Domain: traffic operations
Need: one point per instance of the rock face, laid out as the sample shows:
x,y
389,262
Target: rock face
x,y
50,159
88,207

What is asked
Set down every line of the items above again, character for character, with nothing altered.

Expected output
Domain: traffic operations
Need: one point per instance of the rock face, laid out as the sample shows:
x,y
389,262
Target: rock face
x,y
50,159
88,207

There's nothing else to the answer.